- TASK MATERIAL:
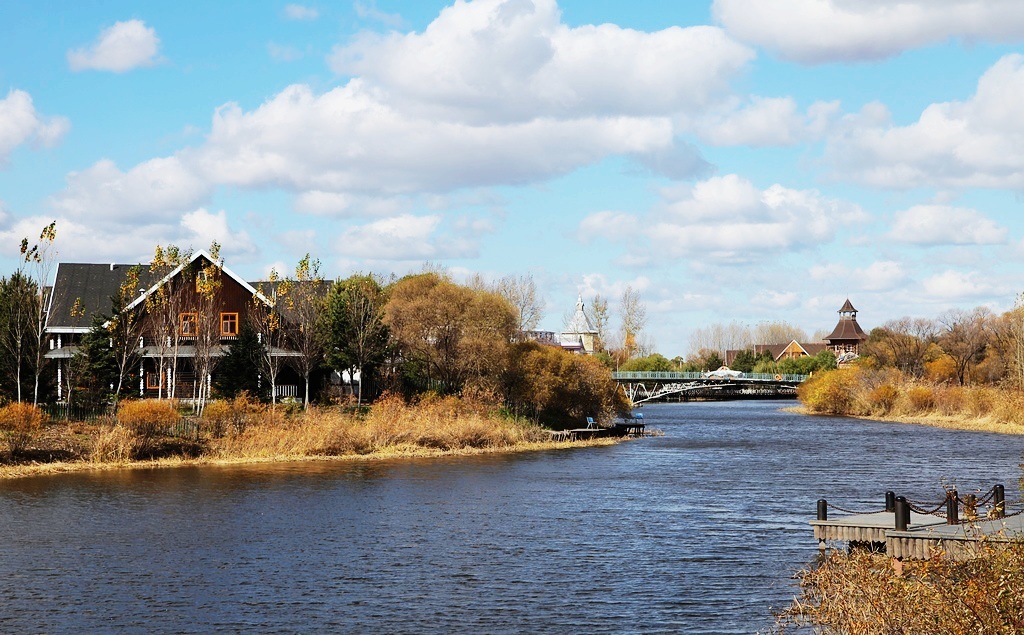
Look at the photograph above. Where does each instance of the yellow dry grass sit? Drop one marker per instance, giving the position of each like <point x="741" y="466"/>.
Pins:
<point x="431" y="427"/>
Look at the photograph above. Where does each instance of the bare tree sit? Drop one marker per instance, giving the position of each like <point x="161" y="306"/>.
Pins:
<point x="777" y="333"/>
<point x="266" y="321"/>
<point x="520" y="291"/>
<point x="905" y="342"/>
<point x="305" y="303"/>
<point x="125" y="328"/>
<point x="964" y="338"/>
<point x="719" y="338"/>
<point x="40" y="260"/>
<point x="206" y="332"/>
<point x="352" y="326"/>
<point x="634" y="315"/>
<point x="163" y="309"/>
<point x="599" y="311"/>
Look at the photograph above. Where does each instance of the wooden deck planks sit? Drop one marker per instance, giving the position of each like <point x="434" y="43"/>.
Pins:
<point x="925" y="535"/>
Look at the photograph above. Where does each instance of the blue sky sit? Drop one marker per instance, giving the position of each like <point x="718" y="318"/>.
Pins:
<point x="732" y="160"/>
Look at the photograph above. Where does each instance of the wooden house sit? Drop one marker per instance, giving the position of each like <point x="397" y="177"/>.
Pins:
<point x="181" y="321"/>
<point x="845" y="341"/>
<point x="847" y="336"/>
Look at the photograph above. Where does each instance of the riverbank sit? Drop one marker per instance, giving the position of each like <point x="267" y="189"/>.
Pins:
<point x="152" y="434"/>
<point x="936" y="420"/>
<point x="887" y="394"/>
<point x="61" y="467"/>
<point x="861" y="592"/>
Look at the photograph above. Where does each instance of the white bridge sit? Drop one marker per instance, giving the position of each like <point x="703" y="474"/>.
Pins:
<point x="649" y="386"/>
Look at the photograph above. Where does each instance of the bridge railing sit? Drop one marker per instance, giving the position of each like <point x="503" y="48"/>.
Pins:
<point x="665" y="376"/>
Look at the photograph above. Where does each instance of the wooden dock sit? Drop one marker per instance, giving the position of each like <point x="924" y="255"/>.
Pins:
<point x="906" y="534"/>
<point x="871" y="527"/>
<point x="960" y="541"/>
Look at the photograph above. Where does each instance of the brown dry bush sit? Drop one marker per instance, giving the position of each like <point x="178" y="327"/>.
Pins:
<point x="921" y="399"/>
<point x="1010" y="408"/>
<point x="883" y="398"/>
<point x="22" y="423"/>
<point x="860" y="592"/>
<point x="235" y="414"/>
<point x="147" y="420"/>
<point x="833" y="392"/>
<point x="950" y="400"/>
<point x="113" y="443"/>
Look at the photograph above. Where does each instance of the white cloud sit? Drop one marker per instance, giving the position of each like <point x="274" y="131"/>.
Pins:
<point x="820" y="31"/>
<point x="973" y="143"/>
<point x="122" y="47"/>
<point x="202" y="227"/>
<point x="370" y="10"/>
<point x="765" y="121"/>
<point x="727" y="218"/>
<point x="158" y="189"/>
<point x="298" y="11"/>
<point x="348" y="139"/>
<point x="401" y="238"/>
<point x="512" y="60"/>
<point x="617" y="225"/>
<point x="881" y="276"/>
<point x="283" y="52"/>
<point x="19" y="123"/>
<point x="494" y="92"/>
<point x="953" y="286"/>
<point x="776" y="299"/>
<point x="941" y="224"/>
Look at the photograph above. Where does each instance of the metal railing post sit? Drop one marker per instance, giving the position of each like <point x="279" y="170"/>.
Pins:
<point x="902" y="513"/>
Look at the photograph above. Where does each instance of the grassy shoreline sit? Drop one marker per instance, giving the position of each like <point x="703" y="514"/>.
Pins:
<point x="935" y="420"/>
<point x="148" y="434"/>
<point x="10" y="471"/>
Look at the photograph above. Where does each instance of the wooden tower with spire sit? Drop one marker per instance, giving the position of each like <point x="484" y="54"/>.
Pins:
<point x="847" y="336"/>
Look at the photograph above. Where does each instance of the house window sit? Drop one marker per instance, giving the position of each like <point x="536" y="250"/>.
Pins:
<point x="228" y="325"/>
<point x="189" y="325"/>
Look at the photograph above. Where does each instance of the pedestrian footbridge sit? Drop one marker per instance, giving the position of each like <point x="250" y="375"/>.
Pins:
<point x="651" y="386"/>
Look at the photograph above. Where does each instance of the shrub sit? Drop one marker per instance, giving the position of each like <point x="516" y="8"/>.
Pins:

- TASK TO COMPLETE:
Copy the entries from the line containing "of the grassy" through the end of the entries, inclusive, renaming "footbridge" to "walkway" and leaving everything else unchanged.

- SOLUTION TO THIS PROBLEM:
Look at the photograph above. Where does each instance of the grassy shoreline sit? Drop one marker per instance, giving the position of each like <point x="703" y="514"/>.
Pins:
<point x="935" y="420"/>
<point x="148" y="434"/>
<point x="10" y="471"/>
Look at the photograph above. Where does each instance of the wooden tower with spire sit? Drop one marker per instance, giving the position of each like <point x="484" y="54"/>.
Pins:
<point x="847" y="336"/>
Look at the photograph above. Where does each instance of the house window sit? Drop one marker per instance, giving the position of each like <point x="536" y="250"/>.
Pins:
<point x="228" y="325"/>
<point x="189" y="325"/>
Look at the photograph above. Where does each instance of the pedestrian walkway sit? Drop one marker per instance, giving the position of each like <point x="250" y="375"/>.
Pins:
<point x="651" y="386"/>
Look at the photograph above. Where does each instance of the shrub sit? Drop one marker per instance, giving the position of each like <point x="516" y="8"/>.
Pins:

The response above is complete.